Exercise description> Pictures are to be left out; every line from the one that holds "[locate] green shrub" to the end of the data is to be retyped exactly.
── Supplied data ──
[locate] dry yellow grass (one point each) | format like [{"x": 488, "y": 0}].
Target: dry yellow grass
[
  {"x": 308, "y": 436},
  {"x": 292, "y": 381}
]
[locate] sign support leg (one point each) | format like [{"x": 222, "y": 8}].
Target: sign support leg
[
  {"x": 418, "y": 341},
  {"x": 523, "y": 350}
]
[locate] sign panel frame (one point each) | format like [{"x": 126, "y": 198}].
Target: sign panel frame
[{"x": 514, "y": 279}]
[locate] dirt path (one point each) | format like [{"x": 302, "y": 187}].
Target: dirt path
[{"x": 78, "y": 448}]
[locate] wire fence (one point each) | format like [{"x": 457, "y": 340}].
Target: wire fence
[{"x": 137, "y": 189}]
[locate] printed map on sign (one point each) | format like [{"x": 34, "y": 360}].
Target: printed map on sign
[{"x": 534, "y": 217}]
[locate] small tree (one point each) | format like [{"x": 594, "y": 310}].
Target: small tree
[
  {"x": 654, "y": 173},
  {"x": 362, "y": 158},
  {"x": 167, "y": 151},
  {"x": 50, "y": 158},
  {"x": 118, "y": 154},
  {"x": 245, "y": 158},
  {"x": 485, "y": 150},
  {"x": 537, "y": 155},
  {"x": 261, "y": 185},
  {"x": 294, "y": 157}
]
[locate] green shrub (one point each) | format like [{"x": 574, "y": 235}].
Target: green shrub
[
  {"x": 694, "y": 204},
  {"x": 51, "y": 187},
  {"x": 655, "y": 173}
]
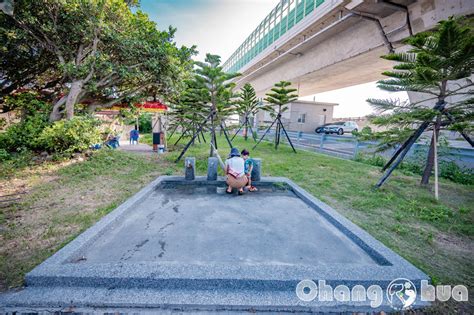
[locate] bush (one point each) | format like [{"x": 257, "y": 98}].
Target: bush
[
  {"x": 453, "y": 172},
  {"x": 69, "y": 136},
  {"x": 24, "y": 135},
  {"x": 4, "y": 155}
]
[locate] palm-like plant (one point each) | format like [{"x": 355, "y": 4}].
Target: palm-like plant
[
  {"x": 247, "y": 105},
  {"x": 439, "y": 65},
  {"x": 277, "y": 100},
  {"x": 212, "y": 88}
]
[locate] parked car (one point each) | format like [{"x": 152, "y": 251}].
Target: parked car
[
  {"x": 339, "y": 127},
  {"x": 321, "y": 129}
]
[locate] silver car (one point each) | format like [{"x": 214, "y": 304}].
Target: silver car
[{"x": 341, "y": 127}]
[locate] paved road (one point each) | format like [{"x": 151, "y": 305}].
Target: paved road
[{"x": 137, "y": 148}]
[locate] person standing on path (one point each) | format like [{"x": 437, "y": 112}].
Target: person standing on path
───
Answer box>
[locate] green shrub (one point each) | format like [{"x": 574, "y": 235}].
Target: green shrub
[
  {"x": 694, "y": 204},
  {"x": 51, "y": 187},
  {"x": 655, "y": 173}
]
[locate] bush (one point each) | format like [{"x": 257, "y": 98}].
Target: bush
[
  {"x": 453, "y": 172},
  {"x": 69, "y": 136},
  {"x": 24, "y": 135},
  {"x": 4, "y": 155}
]
[locate] palm-like plant (one point each) | format like [{"x": 355, "y": 4}].
Target: palm-like plant
[
  {"x": 247, "y": 105},
  {"x": 439, "y": 65},
  {"x": 277, "y": 100},
  {"x": 212, "y": 88}
]
[locate] parked car (one point each) | format like [{"x": 152, "y": 251}].
Target: parked car
[
  {"x": 339, "y": 127},
  {"x": 321, "y": 129}
]
[locate] silver car (one point each) | format like [{"x": 214, "y": 304}].
Target: silver car
[{"x": 341, "y": 127}]
[locate] paved road (one point each) | format like [{"x": 151, "y": 305}].
Target: paved road
[{"x": 137, "y": 148}]
[locate] person standing on path (one point each) | format like [{"x": 437, "y": 112}].
Target: person standing on path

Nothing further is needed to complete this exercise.